Reproduce all of the data below word for word, keeping every line unchanged and in its original order.

*** RECORDED DATA

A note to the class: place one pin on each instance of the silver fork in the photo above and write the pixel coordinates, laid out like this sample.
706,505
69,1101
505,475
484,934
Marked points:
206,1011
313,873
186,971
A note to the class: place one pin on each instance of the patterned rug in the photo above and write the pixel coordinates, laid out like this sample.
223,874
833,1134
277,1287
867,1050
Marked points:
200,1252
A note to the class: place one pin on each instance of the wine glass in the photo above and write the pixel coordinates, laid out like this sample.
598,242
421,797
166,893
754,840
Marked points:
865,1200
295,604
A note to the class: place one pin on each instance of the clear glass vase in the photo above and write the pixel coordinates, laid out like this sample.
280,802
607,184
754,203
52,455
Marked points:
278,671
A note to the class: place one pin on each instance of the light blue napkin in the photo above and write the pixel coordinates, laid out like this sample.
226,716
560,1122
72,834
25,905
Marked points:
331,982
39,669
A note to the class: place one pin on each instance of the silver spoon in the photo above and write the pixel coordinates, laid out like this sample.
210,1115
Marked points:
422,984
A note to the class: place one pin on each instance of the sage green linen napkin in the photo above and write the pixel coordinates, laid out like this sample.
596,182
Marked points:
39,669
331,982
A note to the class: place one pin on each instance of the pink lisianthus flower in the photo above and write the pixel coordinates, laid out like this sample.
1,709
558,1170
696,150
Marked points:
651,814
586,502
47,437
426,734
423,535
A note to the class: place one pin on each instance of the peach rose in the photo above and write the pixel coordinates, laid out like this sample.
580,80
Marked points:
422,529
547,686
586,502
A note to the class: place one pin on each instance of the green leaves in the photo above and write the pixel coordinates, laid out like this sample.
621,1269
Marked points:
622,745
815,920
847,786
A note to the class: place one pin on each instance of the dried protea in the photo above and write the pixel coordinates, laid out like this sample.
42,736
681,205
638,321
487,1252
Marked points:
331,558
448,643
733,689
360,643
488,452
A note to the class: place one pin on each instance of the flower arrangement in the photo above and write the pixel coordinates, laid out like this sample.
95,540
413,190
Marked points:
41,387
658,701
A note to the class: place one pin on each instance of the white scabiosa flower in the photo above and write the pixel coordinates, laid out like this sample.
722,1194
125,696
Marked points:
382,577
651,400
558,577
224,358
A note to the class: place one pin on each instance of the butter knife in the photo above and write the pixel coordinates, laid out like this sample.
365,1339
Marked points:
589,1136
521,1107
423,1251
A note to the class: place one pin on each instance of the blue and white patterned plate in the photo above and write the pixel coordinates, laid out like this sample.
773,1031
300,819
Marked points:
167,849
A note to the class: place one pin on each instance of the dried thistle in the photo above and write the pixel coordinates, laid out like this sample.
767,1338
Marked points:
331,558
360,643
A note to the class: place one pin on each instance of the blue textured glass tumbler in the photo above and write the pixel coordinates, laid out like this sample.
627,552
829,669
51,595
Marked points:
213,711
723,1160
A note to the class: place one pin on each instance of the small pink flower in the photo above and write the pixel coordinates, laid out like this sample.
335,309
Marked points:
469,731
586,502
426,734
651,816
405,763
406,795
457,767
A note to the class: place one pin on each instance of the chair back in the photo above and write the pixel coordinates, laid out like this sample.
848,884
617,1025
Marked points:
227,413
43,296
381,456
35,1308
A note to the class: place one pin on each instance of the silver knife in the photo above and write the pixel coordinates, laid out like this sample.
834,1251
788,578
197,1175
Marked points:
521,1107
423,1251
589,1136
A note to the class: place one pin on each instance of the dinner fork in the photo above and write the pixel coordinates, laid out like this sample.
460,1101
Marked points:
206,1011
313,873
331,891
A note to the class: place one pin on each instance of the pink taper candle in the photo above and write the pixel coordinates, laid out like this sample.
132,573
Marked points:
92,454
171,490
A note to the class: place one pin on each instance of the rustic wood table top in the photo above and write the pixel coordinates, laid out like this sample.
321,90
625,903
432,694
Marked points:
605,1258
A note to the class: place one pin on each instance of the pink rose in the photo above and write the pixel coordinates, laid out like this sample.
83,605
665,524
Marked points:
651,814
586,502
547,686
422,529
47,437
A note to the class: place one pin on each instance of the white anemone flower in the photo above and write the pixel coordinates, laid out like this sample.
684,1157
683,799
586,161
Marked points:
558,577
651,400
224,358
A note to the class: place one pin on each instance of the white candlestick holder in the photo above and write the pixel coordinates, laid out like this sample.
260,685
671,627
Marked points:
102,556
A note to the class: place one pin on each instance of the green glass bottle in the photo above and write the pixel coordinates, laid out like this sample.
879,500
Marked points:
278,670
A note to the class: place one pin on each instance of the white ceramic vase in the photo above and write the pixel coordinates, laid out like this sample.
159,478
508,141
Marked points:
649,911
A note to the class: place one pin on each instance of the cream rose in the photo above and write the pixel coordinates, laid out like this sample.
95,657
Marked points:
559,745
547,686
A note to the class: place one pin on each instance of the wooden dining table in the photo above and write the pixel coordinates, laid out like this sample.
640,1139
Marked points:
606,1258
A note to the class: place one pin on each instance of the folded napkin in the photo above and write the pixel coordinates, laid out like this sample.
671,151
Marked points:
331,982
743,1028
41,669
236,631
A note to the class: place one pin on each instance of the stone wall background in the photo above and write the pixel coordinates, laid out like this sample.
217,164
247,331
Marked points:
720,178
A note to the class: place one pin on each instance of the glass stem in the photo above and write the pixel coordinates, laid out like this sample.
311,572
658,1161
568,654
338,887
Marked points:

******

FULL SOLUTION
A note to the class: place one pin on each instance of the silver fork in the photo above and write the pixel coordinates, laid out like this sample.
706,505
69,1101
505,475
484,934
Marked points:
206,1011
313,873
186,971
A note to the class: place one pin on each instance of the patterned rug in the photo above and write the pixel coordinates, laid out like this sample.
223,874
833,1134
277,1287
867,1050
Marked points:
200,1252
A note to the class: place one pin on each instance of the wine glass in the photo above and write the pixel coordinates, laid out like this sample.
598,242
421,797
166,893
754,840
Marked points:
865,1200
295,604
A note to the class: place one pin on each instance of the clear glass vase in the photo above and write the pixel coordinates, laid out like this sample.
280,802
607,184
754,203
52,455
Marked points:
278,671
A note to the class: place one pin on each instance of the light blue napkin in the photo above and write the pixel coordinates, laid out like this sample.
226,716
560,1122
72,834
25,905
Marked points:
331,982
39,669
A note to the class: place one pin on each instance of the silver spoon in the photo above and write the pixel coordinates, laid out like this sample.
210,1115
Marked points:
422,984
A note to the class: place one pin on each instance of the sage green linen napkin in the photo above and write the pixel coordinates, laid out like this sample.
596,182
Marked points:
39,669
331,982
A note to the class: place one pin on each instance of the pink lisianthus flower in the photo above and write the pixel coordinates, laid out like this sample.
1,709
558,1170
696,150
Marked points:
651,814
586,502
47,437
426,734
423,535
A note to the class: place one pin on each instance of the peach rose in the photo above and write the pixel coordinates, laid out like this sample.
580,80
Marked points:
422,529
547,686
586,502
A note to the class: place one pin on each instance of the green leaves in the photo above and write the pixel coordinates, laid out like this sample.
621,1269
Marked points:
622,745
815,920
847,786
A note to the class: place one pin on each instance of the dried protea in the photo above and write the pixel coordinates, laid out like this sample.
42,736
681,205
638,321
487,1252
Marked points:
331,558
448,643
733,689
360,643
488,452
A note to the class: place one pin on each instance of the flower arrangement in the photo above and write the pixel coordinates, laid out like this sample.
95,540
413,190
Marked points:
41,387
658,701
A note to the class: place one pin on each instance of the white scabiosa flower in the photo above and write the pixel coordinates, laid out like this sample.
722,1194
125,696
Marked points:
382,577
651,400
558,577
224,358
A note to the class: place one pin on each instance of the butter knife in the photo above and write the pixel coordinates, laid out like this sample.
365,1339
Marked points:
589,1136
521,1107
423,1251
A note to the class: place one pin on each instance of the blue and white patterned plate in the photo above and write the pixel coordinates, laid out like this sample.
773,1031
300,819
Marked points:
167,849
A note to the class: place one pin on each instance of the dried thistle in the photo above and write the pixel coordinates, laid out like this sample.
767,1338
Marked points:
331,558
360,643
A note to the class: place one pin on each instance of the blue textured glass tumbler in the photo above and write the pixel coordinates, laid out like this sample.
627,552
829,669
51,595
Marked points:
213,711
723,1160
A note to the class: place one pin on each instance of the small pink flower in the photo above and write the pixel coordinates, laid out like this sample.
335,309
Marked points:
469,731
586,502
426,734
651,816
405,763
406,795
457,767
A note to the class: place one pin on each instance of the chair back in the photo above and write the pixel coordinates, laid out like this sample.
848,884
617,1025
Marked points:
227,413
43,296
381,456
35,1308
A note to the class: place one pin on each instance of the silver knife in the photo above and write the pixel coordinates, laid out like this sample.
834,1251
788,578
197,1175
Marked points:
521,1107
423,1251
589,1136
A note to the class: place one pin on each instance of the dinner fork in the photo above and write the pixel coordinates, laid out like this sample.
460,1101
Marked points:
206,1011
313,873
331,891
A note to the class: place one pin on each instance of the pink taper candle in the photo above and write the pixel coordinates, laid out like this sample.
132,573
Marked points:
92,454
171,490
A note to the class: place one pin on each instance of the rustic wood table top in the photo above and write the pixel coordinates, laid out like this sample.
321,90
625,903
432,694
Marked points:
605,1258
A note to the class: place one pin on each instance of the pink rose in the photo above and write the pixel coordinates, laid out like this sample.
83,605
665,524
Marked points:
651,814
586,502
547,686
422,529
47,437
A note to the class: place one pin on each instance of the white anemone flower in the photo above and write the pixel coordinates, laid out like this sample.
684,1157
683,799
586,161
Marked points:
558,577
651,400
224,358
A note to the class: place one pin on each instance of the white candlestick holder in the photo above and write the pixel coordinates, laid out like this sample.
260,685
671,627
Marked points:
102,556
A note to the class: place one pin on each instance of the green glass bottle in the photo above and write the pixel coordinates, laid out like this sample.
879,500
Marked points:
278,670
A note to the class: place one pin on each instance of the white ceramic vase in the photo above and write the pixel coordinates, laid out like this sample.
159,478
508,141
Marked points:
649,911
A note to the class: place one pin on each instance of the cream rose in the photo above and write the pixel coordinates, laid out like this sample.
95,657
Marked points:
559,745
547,686
A note to the class: place one pin on each instance of the wooden dining table in the photo above and write the pixel coordinates, laid out like this sample.
640,1139
Marked points:
606,1258
A note to the class: place one pin on each instance of the folded napkin in the photo above and write the pixel coordinates, laid out like this sample.
671,151
Marked points:
331,982
743,1028
41,669
236,631
A note to the class: place one pin on each instance of the stone wall background in the photo above and write the pixel coordinates, laid out like this sample.
217,164
247,331
Marked points:
720,178
A note to the class: place one pin on each instance of the glass stem in the photo above and write the pixel coordinates, laid out like this sample.
311,572
658,1161
568,654
338,887
Marked points:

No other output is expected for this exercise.